──────── Source passage ────────

Gorillas, monkeys and other primates must be saved from 'impending extinction', urge 31 scientists
'We have one last opportunity to greatly reduce or even eliminate the human threats to primates ... they are our closest living biological relatives'


26 November, 2014


Thirty-one leading scientists have issued an urgent plea to save humanity’s closest biological relatives, saying scores of different species of apes, monkeys and other primates are all now facing “impending extinction”.

Despite gorillas, orangutans and lemurs being among the most popular wild animals, a factor that helps fund conservation efforts, their main threats are almost entirely caused by human beings.

Primates are hunted for meat and body parts or captured for life as pets; their habitats are destroyed as industrial-scale farms to make foodstuffs like palm oil take over previously wild land, dams are built or mining, oil and gas companies move in; and new threats like climate change and the spread of human diseases to animals are also emerging.

Of the 504 primate species, about 60 per cent are threatened with extinction and 75 per cent have declining populations.

However, the researchers, who published the findings of a major review of primates in the journal Science Advances, insisted they could still be saved.

Despite the impending extinction facing many of the world’s primates, we remain adamant that primate conservation is not yet a lost cause, and we are optimistic that the environmental and anthropogenic pressures leading to population declines can still be reversed,” they argued.

But they said this would only happen if effective measures were taken “immediately”.



Unless we act, human-induced environmental threats in primate range regions will result in a continued and accelerated reduction in primate biodiversity,” the scientists said.

Primate [populations] will be lost through a combination of habitat loss and degradation, population isolation in fragmented landscapes, population extirpation by hunting and trapping, and rapid population decline due to human and domestic animal-borne diseases, increasing human encroachment, and climate change.”

They said that “perhaps the starkest conclusion of this review” was the collective failure to preserve primate species and their habitats.

We have one last opportunity to greatly reduce or even eliminate the human threats to primates and their habitats, to guide conservation efforts, and to raise worldwide awareness of their predicament,” the researchers added.

Primates are critically important to humanity. After all, they are our closest living biological relatives.”

Professor Paul Garber, of Illinois University, who co-led the study with Alejandro Estrada of the National Autonomous University of Mexico, emphasised how lose extinction was for some iconic species.

This truly is the eleventh hour for many of these creatures,” he said.

Several species of lemurs, monkeys and apes — such as the ring-tailed lemur, Udzunga red colobus monkey, Yunnan snub-nosed monkey, white-headed langur and Grauer's gorilla — are down to a population of a few thousand individuals.

────────

● Actions to take
**A)** Duplicate everything in the primate extinction article from "Primates are critically" down to "few thousand individuals.".
**B)** Decide whether each statement agrees with the primate extinction article. Answer yes or no, and quote the deciding words from the article. (i) About 60 percent of the 504 primate species are threatened with extinction. (ii) The researchers published their review in the journal Nature. (iii) Grauer's gorilla is down to a population of a few thousand individuals.

──────── Data ────────

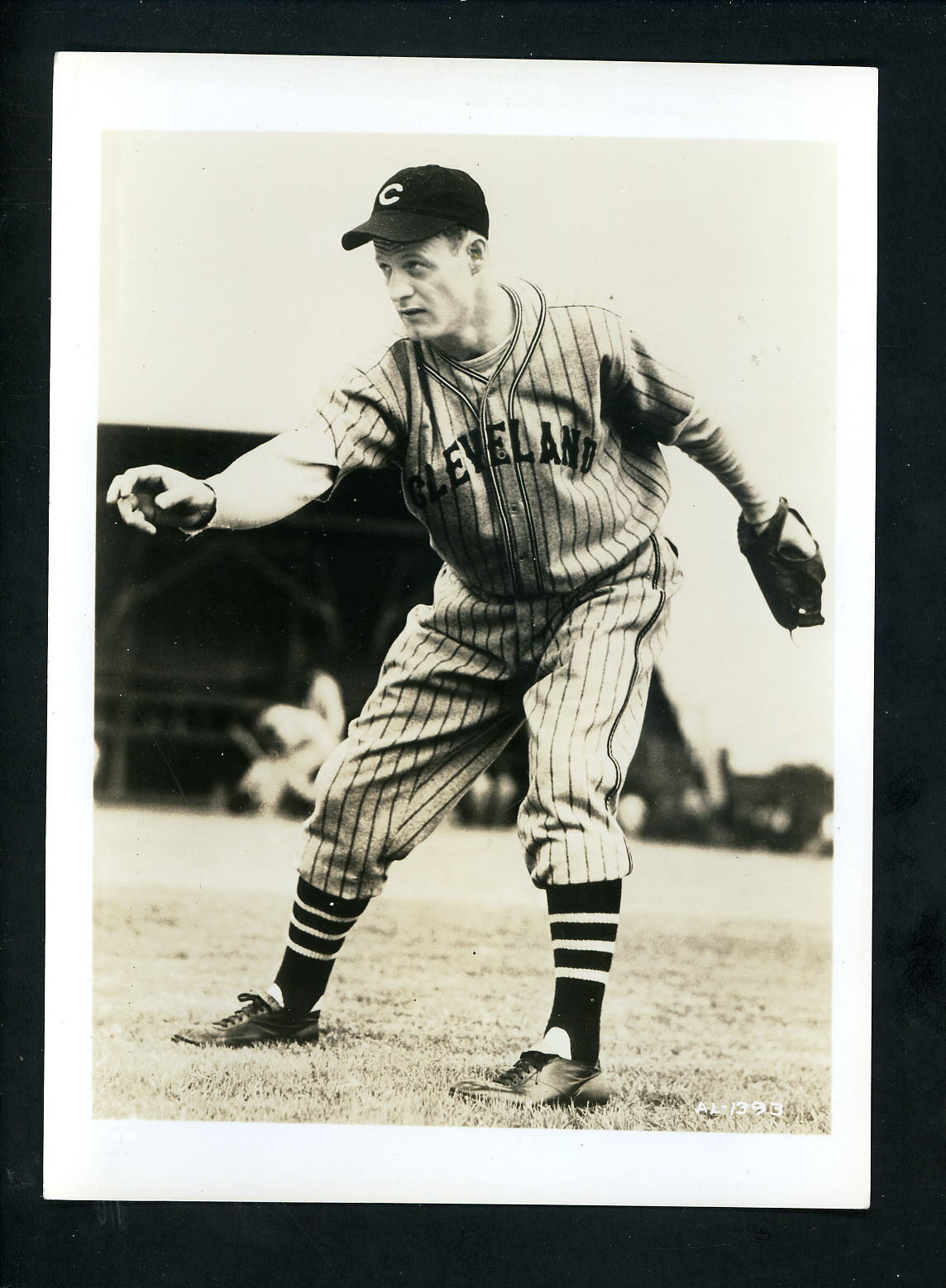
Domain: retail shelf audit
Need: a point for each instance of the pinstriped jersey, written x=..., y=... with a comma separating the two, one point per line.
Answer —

────────

● Solutions per task
**A)**
Primates are critically important to humanity. After all, they are our closest living biological relatives.”

Professor Paul Garber, of Illinois University, who co-led the study with Alejandro Estrada of the National Autonomous University of Mexico, emphasised how lose extinction was for some iconic species.

This truly is the eleventh hour for many of these creatures,” he said.

Several species of lemurs, monkeys and apes — such as the ring-tailed lemur, Udzunga red colobus monkey, Yunnan snub-nosed monkey, white-headed langur and Grauer's gorilla — are down to a population of a few thousand individuals.

**B)**
(i) Yes: "Of the 504 primate species, about 60 per cent are threatened with extinction"
(ii) No: "published the findings of a major review of primates in the journal Science Advances"
(iii) Yes: "white-headed langur and Grauer's gorilla — are down to a population of a few thousand individuals"